----- Available records -----
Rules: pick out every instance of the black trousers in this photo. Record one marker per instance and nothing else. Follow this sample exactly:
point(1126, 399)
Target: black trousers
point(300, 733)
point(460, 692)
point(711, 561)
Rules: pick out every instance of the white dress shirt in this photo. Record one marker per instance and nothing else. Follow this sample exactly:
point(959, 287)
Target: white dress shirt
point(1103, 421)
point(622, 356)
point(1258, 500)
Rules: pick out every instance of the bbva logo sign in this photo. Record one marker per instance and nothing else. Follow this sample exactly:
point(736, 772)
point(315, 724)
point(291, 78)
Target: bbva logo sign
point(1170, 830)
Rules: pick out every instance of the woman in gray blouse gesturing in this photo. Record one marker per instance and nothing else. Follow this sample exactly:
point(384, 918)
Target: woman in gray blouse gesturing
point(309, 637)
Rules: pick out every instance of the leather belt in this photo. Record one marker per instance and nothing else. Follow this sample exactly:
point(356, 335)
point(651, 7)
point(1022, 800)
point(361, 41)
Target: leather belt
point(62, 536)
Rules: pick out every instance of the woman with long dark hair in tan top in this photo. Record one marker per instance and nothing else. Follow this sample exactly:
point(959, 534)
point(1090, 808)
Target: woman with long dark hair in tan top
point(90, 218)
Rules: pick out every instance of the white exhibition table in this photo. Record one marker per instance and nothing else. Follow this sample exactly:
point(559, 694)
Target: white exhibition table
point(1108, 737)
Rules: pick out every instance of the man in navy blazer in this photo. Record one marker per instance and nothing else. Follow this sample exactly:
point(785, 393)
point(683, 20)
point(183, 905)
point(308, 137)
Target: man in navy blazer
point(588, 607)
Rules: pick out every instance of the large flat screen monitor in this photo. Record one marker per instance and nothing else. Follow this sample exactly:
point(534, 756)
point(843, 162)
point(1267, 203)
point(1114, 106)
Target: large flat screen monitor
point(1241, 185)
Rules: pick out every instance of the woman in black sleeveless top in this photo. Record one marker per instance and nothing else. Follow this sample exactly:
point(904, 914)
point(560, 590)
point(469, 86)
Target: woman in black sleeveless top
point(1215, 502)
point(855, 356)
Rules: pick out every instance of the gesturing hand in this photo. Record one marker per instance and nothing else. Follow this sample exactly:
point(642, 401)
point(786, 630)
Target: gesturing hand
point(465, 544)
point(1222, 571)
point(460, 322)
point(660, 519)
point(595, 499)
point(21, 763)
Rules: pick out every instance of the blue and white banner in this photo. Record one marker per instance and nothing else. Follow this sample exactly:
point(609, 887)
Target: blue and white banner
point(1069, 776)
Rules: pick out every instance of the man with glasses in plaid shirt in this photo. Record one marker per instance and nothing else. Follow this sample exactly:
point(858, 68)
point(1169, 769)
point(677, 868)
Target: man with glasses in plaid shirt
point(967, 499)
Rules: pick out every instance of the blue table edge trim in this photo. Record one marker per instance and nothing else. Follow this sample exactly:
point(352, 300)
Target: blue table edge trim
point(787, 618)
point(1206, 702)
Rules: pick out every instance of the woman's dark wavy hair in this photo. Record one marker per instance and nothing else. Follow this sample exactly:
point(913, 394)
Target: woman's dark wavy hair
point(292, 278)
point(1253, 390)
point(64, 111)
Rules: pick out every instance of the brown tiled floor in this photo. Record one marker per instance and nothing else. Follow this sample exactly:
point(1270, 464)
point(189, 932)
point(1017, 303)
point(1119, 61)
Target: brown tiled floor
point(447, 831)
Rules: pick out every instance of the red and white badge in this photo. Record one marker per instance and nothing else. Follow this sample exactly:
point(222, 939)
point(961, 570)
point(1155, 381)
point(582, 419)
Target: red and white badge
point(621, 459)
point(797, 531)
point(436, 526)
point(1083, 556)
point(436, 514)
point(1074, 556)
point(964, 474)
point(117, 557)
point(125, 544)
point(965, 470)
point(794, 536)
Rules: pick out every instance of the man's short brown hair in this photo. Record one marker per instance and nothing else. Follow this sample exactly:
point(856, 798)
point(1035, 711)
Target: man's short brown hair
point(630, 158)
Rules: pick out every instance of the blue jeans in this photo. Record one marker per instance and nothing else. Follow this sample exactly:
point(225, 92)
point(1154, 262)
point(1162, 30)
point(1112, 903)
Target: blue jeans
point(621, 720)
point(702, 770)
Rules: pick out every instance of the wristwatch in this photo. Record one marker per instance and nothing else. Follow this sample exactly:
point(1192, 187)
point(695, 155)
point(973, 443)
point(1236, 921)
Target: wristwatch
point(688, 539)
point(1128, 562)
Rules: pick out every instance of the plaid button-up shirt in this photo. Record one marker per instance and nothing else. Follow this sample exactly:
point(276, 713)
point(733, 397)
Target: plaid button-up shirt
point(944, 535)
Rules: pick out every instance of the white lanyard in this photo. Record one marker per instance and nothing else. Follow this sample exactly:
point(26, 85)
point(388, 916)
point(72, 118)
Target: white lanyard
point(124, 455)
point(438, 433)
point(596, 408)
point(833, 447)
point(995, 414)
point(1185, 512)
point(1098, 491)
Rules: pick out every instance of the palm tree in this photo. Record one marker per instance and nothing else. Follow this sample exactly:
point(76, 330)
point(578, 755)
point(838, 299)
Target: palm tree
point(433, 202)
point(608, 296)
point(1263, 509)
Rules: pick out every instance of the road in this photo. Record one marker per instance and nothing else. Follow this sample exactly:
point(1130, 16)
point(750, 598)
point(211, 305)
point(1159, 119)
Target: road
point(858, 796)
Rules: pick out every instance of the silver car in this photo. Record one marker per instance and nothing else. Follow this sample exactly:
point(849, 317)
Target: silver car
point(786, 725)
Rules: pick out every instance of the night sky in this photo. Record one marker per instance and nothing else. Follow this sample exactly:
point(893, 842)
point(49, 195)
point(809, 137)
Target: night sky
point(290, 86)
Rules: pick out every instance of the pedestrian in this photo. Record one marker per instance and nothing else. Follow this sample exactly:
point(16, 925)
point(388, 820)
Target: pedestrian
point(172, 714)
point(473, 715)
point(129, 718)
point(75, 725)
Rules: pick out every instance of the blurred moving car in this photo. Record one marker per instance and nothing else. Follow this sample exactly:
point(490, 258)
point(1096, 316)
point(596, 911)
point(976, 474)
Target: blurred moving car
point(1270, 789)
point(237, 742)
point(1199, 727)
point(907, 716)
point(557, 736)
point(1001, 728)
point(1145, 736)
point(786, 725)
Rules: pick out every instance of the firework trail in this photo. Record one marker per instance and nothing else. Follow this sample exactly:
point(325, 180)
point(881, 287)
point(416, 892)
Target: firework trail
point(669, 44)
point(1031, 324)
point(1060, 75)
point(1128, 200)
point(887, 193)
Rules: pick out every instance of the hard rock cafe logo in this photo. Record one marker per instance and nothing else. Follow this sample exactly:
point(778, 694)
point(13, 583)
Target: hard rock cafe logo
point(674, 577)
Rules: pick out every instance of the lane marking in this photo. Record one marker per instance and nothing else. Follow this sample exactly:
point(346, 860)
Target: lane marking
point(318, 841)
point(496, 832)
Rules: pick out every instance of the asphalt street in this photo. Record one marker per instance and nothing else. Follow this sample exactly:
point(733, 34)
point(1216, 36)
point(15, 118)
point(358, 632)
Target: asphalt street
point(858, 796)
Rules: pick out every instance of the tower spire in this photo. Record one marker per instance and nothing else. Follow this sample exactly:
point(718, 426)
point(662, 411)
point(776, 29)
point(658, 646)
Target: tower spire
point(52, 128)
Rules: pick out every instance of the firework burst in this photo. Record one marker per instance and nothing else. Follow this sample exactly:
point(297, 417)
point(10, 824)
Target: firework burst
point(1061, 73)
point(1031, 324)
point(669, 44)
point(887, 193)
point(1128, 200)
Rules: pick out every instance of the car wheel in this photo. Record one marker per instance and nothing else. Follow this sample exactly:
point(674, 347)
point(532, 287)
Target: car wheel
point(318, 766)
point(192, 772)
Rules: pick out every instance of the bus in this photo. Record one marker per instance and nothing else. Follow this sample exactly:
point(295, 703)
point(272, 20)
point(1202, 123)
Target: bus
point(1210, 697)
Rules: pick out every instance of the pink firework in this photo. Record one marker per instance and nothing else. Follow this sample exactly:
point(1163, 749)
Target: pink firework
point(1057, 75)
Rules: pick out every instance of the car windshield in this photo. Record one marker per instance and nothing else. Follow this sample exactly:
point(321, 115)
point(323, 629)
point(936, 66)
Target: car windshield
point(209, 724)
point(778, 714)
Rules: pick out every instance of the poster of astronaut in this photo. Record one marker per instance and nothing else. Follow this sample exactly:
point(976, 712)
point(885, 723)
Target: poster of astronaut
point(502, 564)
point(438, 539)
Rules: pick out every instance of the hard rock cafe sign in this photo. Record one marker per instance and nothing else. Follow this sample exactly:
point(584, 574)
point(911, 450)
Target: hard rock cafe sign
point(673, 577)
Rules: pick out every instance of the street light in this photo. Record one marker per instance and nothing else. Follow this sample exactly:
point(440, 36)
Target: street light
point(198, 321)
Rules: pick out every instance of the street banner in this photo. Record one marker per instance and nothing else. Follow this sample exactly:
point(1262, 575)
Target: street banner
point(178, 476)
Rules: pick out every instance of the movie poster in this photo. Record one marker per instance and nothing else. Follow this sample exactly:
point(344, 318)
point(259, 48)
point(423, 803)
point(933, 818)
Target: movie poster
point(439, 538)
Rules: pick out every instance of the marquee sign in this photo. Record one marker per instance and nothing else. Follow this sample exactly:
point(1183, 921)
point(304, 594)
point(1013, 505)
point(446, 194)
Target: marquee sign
-----
• [Problem]: Retype the records above, but only those lines that fall between the line containing "Target: firework trail" and the line containing "Rules: pick out every instance of the firework burst", with both of those lines included, exactly as written.

• [Solved exercise]:
Target: firework trail
point(669, 44)
point(1031, 324)
point(1060, 75)
point(1128, 200)
point(887, 193)
Rules: pick out every instance of the hard rock cafe logo in this photo. Record one marker per instance and nothing else. Follow this sample exactly:
point(778, 694)
point(13, 583)
Target: hard rock cafe logo
point(674, 577)
Rules: pick out every instance of the lane marking in this photo. Record one marker per instance and nothing else. Follow this sample exactly:
point(346, 860)
Target: lane marking
point(318, 841)
point(496, 832)
Rules: pick out every instance of the asphalt street in this photo. Record one marker per instance and nothing else. Follow this sample exactly:
point(733, 34)
point(1216, 36)
point(15, 118)
point(358, 632)
Target: asphalt street
point(858, 796)
Rules: pick out every instance of the tower spire in this photo. Record one marker per instance and nothing else. Follow this sample exactly:
point(718, 426)
point(662, 411)
point(776, 29)
point(658, 646)
Target: tower spire
point(52, 128)
Rules: pick out every instance of the firework burst in this photo. Record one marker per instance and nothing else. Follow this sample exactly:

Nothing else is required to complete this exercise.